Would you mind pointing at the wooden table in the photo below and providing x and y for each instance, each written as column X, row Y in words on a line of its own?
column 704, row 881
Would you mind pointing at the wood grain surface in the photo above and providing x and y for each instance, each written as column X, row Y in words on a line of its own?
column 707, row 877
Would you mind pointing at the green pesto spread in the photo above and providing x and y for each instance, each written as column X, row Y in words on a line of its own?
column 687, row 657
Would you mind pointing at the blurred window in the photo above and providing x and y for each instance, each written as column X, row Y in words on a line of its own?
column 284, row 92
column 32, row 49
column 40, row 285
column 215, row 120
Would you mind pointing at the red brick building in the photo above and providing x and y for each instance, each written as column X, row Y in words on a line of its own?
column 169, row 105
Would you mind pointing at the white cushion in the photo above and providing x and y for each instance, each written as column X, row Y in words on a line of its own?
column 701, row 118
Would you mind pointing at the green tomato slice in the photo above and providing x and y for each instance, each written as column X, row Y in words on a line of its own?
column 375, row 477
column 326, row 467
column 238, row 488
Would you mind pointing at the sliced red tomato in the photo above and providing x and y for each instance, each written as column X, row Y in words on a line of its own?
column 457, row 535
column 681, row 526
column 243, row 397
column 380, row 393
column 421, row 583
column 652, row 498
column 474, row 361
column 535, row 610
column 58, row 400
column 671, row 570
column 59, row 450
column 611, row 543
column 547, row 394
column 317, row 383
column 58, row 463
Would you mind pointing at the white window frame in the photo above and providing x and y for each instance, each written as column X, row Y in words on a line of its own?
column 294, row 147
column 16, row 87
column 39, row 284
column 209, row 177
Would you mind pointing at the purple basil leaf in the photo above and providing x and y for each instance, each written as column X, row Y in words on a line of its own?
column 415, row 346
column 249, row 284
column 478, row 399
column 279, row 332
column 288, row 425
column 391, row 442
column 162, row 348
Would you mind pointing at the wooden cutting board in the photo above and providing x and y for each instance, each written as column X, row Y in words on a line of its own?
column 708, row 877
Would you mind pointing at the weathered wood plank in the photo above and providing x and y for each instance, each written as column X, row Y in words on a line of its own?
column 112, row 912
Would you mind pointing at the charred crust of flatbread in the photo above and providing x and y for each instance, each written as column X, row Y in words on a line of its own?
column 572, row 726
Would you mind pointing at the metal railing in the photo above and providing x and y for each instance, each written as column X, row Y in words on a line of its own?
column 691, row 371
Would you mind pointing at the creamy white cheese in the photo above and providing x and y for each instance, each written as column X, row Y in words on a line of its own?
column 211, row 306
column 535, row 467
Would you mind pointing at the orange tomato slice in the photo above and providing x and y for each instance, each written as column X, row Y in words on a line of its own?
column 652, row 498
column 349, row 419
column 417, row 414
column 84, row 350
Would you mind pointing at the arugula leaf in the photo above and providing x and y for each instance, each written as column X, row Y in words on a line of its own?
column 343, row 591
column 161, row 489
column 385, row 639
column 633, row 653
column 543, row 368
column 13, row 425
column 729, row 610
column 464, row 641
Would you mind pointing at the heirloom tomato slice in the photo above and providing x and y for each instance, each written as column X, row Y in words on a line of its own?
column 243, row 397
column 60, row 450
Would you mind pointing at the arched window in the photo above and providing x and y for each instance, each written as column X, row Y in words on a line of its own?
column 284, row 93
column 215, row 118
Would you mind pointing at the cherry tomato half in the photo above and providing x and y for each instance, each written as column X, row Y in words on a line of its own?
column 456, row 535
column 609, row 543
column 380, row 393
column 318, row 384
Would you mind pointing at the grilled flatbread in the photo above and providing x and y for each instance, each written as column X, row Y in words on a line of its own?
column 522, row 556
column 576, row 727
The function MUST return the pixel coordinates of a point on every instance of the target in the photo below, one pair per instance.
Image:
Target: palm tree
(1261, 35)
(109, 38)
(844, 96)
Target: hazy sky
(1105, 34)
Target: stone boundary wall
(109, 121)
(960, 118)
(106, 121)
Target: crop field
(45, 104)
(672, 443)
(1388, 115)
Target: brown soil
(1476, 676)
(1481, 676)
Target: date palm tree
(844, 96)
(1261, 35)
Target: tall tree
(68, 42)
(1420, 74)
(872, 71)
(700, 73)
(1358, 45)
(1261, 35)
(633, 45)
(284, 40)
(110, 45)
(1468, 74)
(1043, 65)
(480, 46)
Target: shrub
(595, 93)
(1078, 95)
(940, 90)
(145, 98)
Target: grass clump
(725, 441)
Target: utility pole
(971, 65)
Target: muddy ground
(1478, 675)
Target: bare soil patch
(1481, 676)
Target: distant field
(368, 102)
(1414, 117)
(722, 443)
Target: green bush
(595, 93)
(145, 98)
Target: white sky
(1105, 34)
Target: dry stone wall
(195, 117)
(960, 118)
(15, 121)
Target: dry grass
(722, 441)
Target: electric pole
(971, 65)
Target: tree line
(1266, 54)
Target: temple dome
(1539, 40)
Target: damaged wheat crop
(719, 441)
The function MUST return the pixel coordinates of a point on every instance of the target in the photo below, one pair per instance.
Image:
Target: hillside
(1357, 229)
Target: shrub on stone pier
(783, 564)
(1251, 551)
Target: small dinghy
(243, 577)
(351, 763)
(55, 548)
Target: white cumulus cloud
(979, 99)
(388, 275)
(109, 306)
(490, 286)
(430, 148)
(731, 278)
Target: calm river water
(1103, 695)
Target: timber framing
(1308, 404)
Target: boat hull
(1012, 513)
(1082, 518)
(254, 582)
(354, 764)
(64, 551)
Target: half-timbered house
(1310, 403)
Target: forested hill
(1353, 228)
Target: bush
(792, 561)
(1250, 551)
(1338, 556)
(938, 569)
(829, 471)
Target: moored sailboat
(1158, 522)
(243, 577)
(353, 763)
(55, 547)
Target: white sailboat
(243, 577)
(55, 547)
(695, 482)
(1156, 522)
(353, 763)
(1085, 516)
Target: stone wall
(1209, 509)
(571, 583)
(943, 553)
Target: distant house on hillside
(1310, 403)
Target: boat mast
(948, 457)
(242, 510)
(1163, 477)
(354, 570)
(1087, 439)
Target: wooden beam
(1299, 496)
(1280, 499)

» **Task objective**
Copy out verbatim the rows above, from the very first one through the line containing "column 58, row 463", including both ends.

» **The reply**
Would you mind pointing at the wooden table in the photo below and providing x and y for each instance, each written as column X, row Y in words on a line of its own?
column 704, row 881
Would you mind pointing at the wood grain surface in the photo above and providing x and y for each instance, each written as column X, row Y in words on a line of its own?
column 707, row 877
Would you mind pointing at the green pesto spread in the photo above and providing x and y for each instance, each written as column X, row Y in words on a line of its own?
column 687, row 657
Would you mind pointing at the blurred window in the photo above and providing x and y for each instance, each written as column X, row Y in words on a line of its own?
column 284, row 92
column 32, row 49
column 40, row 285
column 215, row 120
Would you mind pointing at the red brick building in the photo above and providing x and y for each instance, each written as column X, row Y in words on a line of its own?
column 169, row 105
Would you mind pointing at the white cushion in the photo above and providing x and y for each instance, each written as column X, row Y in words on a line of its own?
column 701, row 118
Would you mind pointing at the green tomato slice in the photo above and providing x and y for each instance, each written as column X, row Y in words on a line of its own?
column 375, row 477
column 326, row 467
column 238, row 488
Would you mind pointing at the sliced red tomato in the photo above and providing x and y for each instance, each written as column X, row Y in words on a line of its own?
column 457, row 535
column 681, row 526
column 243, row 397
column 380, row 393
column 421, row 583
column 652, row 498
column 474, row 361
column 535, row 610
column 58, row 400
column 671, row 570
column 59, row 450
column 611, row 543
column 547, row 394
column 317, row 383
column 58, row 463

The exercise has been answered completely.